_AIM:_ What follows is a set of entries. Repeat them exactly, but not their pictures.

_DATA IN THIS EXERCISE:_
┌──

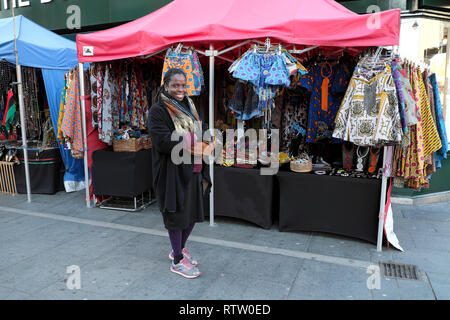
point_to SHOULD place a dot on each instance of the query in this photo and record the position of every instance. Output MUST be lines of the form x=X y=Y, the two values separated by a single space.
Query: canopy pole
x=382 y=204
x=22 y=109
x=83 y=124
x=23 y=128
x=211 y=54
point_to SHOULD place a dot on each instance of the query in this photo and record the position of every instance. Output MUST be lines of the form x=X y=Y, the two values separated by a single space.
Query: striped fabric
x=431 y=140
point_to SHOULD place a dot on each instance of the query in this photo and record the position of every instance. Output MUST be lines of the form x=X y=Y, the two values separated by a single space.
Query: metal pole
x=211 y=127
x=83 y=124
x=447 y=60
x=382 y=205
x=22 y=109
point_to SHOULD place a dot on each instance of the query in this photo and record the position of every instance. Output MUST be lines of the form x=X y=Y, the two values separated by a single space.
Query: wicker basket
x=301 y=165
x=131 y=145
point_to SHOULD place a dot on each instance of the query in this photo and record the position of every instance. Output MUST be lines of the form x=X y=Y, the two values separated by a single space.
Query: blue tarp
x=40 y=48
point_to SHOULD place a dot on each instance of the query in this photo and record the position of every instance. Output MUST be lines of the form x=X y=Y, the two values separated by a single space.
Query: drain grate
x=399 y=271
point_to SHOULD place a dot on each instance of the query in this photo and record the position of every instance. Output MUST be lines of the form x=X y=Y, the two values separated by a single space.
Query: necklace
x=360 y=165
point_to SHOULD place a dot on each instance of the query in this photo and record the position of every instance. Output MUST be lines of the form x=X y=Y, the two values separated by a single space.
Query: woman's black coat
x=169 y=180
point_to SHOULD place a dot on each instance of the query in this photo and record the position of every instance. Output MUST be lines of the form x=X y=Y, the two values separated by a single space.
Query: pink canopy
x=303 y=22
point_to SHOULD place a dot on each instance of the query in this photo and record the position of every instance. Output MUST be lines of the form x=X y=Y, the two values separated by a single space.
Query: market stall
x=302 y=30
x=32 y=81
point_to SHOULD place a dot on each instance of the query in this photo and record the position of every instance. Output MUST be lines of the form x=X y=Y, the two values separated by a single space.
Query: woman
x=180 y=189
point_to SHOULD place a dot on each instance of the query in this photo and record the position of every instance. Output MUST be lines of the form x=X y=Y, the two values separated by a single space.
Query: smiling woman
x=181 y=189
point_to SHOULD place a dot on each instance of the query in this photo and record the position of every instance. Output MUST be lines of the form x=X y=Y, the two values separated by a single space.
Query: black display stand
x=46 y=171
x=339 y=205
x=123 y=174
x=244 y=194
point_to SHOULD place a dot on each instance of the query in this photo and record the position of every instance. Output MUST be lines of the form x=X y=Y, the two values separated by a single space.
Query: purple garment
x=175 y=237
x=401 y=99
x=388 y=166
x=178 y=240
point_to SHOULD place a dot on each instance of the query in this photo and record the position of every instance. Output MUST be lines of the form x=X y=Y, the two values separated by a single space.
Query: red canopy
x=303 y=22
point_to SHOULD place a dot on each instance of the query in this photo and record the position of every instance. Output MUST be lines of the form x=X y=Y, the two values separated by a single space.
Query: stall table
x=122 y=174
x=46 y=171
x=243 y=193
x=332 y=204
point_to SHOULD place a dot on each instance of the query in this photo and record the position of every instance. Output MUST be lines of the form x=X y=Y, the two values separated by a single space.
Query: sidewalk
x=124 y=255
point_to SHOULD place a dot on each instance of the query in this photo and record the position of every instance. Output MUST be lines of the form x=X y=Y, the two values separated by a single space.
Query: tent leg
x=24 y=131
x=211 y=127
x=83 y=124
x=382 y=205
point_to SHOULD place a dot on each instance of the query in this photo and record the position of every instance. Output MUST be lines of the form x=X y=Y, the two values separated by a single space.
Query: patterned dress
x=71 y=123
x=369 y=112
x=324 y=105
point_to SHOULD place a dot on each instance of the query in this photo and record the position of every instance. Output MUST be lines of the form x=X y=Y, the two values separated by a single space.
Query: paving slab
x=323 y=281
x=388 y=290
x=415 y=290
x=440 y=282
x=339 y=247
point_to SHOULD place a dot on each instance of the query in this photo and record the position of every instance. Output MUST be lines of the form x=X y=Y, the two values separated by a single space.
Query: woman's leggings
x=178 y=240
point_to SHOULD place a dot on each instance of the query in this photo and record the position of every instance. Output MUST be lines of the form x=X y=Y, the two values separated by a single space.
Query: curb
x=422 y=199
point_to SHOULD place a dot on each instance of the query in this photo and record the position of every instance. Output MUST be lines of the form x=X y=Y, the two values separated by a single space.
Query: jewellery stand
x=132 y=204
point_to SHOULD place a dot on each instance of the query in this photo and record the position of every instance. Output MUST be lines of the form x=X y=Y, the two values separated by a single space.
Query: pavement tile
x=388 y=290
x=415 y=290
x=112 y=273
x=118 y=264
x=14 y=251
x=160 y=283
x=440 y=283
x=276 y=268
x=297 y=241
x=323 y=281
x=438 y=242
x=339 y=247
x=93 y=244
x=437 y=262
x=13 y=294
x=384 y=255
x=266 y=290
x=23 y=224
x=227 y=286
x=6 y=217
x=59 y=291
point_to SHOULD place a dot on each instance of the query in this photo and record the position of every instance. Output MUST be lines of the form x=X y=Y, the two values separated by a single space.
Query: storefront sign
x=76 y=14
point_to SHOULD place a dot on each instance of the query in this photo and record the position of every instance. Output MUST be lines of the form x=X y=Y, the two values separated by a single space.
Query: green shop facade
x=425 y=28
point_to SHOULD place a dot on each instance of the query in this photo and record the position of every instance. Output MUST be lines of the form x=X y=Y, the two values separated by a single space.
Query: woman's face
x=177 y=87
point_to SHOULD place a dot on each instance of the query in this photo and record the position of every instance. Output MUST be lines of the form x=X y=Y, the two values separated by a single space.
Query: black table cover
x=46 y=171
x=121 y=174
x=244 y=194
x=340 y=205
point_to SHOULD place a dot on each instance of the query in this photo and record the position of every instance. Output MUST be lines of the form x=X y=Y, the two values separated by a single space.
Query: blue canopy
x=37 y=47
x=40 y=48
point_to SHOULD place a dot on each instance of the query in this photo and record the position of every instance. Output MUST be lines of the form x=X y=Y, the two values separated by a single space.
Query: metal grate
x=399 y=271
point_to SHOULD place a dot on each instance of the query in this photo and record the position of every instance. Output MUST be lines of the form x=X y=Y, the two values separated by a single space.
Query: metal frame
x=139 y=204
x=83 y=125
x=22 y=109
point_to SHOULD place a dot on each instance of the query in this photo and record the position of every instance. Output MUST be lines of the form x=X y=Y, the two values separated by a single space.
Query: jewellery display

└──

_THE REPLY:_
point_to SHOULD place a dot on each instance of the query in this photo and record the position of every instance. Output MUST be lines of the form x=X y=Y, the two values separated by a single space.
Query: canopy pole
x=382 y=204
x=22 y=109
x=83 y=124
x=23 y=128
x=211 y=54
point_to SHOULD place a dot on each instance of the query in this photo and record the position of every instance. Output MUST be lines of the form x=X y=Y, the two values separated by a single space.
Query: striped fabric
x=431 y=140
point_to SHOULD place a dot on each instance of the query in this photo and record the position of every instance. Output MUST be lines of the form x=X y=Y, the two values separated by a single space.
Query: metal pole
x=211 y=127
x=83 y=124
x=447 y=60
x=382 y=205
x=22 y=109
point_to SHOULD place a dot on each instance of the query in this photo and record the position of every instance. Output MUST be lines of the form x=X y=Y, the two values separated by a single space.
Query: wicker basket
x=301 y=165
x=131 y=145
point_to SHOULD place a dot on each instance of the query in this photo and record the position of every instance. Output MUST be lines of the form x=X y=Y, the two values separated by a single space.
Query: blue tarp
x=40 y=48
point_to SHOULD place a dot on each instance of the query in this photo and record the position of every instance. Output MUST be lines of the form x=X y=Y, the two values separated by a single space.
Query: drain grate
x=399 y=271
point_to SHOULD place a dot on each instance of the query in this photo and record the position of every instance. Output MUST be lines of the form x=X y=Y, the two values separated by a single space.
Query: necklace
x=360 y=165
point_to SHOULD place a dot on each instance of the query in this photo and record the position of every instance. Output MUST be lines of the form x=X y=Y, the two values separated by a single space.
Query: woman's black coat
x=169 y=180
point_to SHOULD place a dot on each instance of the query in this photo and record the position of every instance. Output MUST be lines of the form x=X y=Y, the two values separated by a single space.
Query: pink canopy
x=303 y=22
point_to SHOULD place a dot on each instance of the query in this photo and record the position of every instance. Output MUST be lines of the form x=X y=Y, the two values separated by a single space.
Query: market stall
x=302 y=30
x=32 y=81
point_to SHOULD place a dot on each instance of the query in this photo and record the position of every instance. Output MUST be lines of the form x=X y=Y, the two values separated by a single space.
Query: woman
x=180 y=189
point_to SHOULD place a dot on each instance of the query in this photo and record the position of every instance. Output MUST be lines of the form x=X y=Y, the two values separated by a single space.
Query: smiling woman
x=181 y=189
point_to SHOULD place a dot on each instance of the query in this photo and record the position of every instance. Output MUST be lines of the form x=X y=Y, the two values separated by a single space.
Query: black display stand
x=46 y=171
x=339 y=205
x=123 y=174
x=244 y=194
point_to SHOULD place a dot on each instance of the query in this photo and record the position of every instance. Output MUST be lines of the form x=X y=Y, the two values separated by a single space.
Query: purple garment
x=175 y=237
x=401 y=99
x=388 y=166
x=178 y=240
point_to SHOULD place a dot on each instance of the query in this photo and record the position of every instance. Output MUST be lines of the form x=X y=Y, the two values separated by a single space.
Query: red canopy
x=303 y=22
point_to SHOULD place a dot on each instance of the query in this photo and record the position of every instance. Output MUST be lines of the form x=X y=Y, the two values separated by a single space.
Query: stall table
x=122 y=174
x=46 y=171
x=243 y=193
x=332 y=204
point_to SHOULD place a dot on each instance of the query in this photo and record the position of every instance. Output MUST be lines of the form x=X y=Y, the two values separated by a single space.
Query: sidewalk
x=124 y=255
point_to SHOULD place a dot on each instance of the query in this photo and record the position of every instance. Output MUST be lines of the form x=X y=Y, the two values separated by a single space.
Query: tent leg
x=24 y=131
x=211 y=127
x=83 y=124
x=382 y=205
point_to SHOULD place a dot on each instance of the query in this photo and record the position of every instance. Output MUST be lines of the form x=X y=Y, the two values separated by a single space.
Query: patterned dress
x=71 y=123
x=369 y=112
x=324 y=105
point_to SHOULD place a dot on each instance of the query in this photo and record the position of every instance. Output MUST be lines of the form x=X y=Y, the two values separated by a single space.
Query: paving slab
x=323 y=281
x=388 y=290
x=415 y=290
x=440 y=282
x=339 y=247
point_to SHOULD place a dot on each instance of the query in this photo and record the position of every instance. Output MUST be lines of the form x=X y=Y, the two values separated by a single space.
Query: woman's leggings
x=178 y=240
point_to SHOULD place a dot on each instance of the query in this photo and record the position of every instance. Output MUST be lines of the form x=X y=Y, the two values separated by a single space.
Query: curb
x=422 y=199
point_to SHOULD place a dot on each instance of the query in this photo and record the position of every instance. Output MUST be lines of the form x=X y=Y, the two values separated by a single space.
Query: jewellery stand
x=132 y=204
point_to SHOULD place a dot on each instance of the query in this photo and record the position of every instance. Output MUST be lines of the form x=X y=Y, the two values separated by a single space.
Query: pavement tile
x=388 y=290
x=415 y=290
x=112 y=273
x=118 y=264
x=14 y=251
x=160 y=283
x=440 y=283
x=276 y=268
x=297 y=241
x=323 y=281
x=438 y=242
x=339 y=247
x=93 y=244
x=437 y=262
x=13 y=294
x=384 y=255
x=266 y=290
x=23 y=224
x=227 y=286
x=6 y=217
x=59 y=291
point_to SHOULD place a dot on each instance of the query in this photo and record the position of every instance. Output MUST be lines of the form x=X y=Y, the two values separated by a single space.
Query: storefront sign
x=76 y=14
point_to SHOULD place a dot on each instance of the query in this photo and record the position of every instance. Output MUST be lines of the form x=X y=Y, the two values separated by a single space.
Query: green shop facade
x=425 y=28
point_to SHOULD place a dot on each instance of the query in this photo and record the position of every instance. Output MUST be lines of the form x=X y=Y, the two values separated by a single space.
Query: woman's face
x=177 y=87
point_to SHOULD place a dot on each instance of the query in this photo and record the position of every instance. Output MUST be lines of the form x=X y=Y, the two values separated by a single space.
Query: black table cover
x=46 y=171
x=121 y=174
x=244 y=194
x=340 y=205
point_to SHOULD place a dot on each instance of the query in this photo and record the position of every instance. Output MUST be lines of the form x=X y=Y, the two values separated by a single space.
Query: blue canopy
x=37 y=47
x=40 y=48
point_to SHOULD place a dot on each instance of the query in this photo and record the position of every instance. Output MUST be lines of the form x=X y=Y, the two values separated by a single space.
Query: metal grate
x=399 y=271
point_to SHOULD place a dot on each instance of the query in this photo and record the position of every instance. Output MUST be lines of the form x=X y=Y, the two values separated by a single space.
Query: metal frame
x=139 y=204
x=83 y=125
x=22 y=109
point_to SHOULD place a dot on each instance of the query in this photo and record the position of every instance. Output MUST be lines of the form x=X y=Y, the two values separated by a single space.
Query: jewellery display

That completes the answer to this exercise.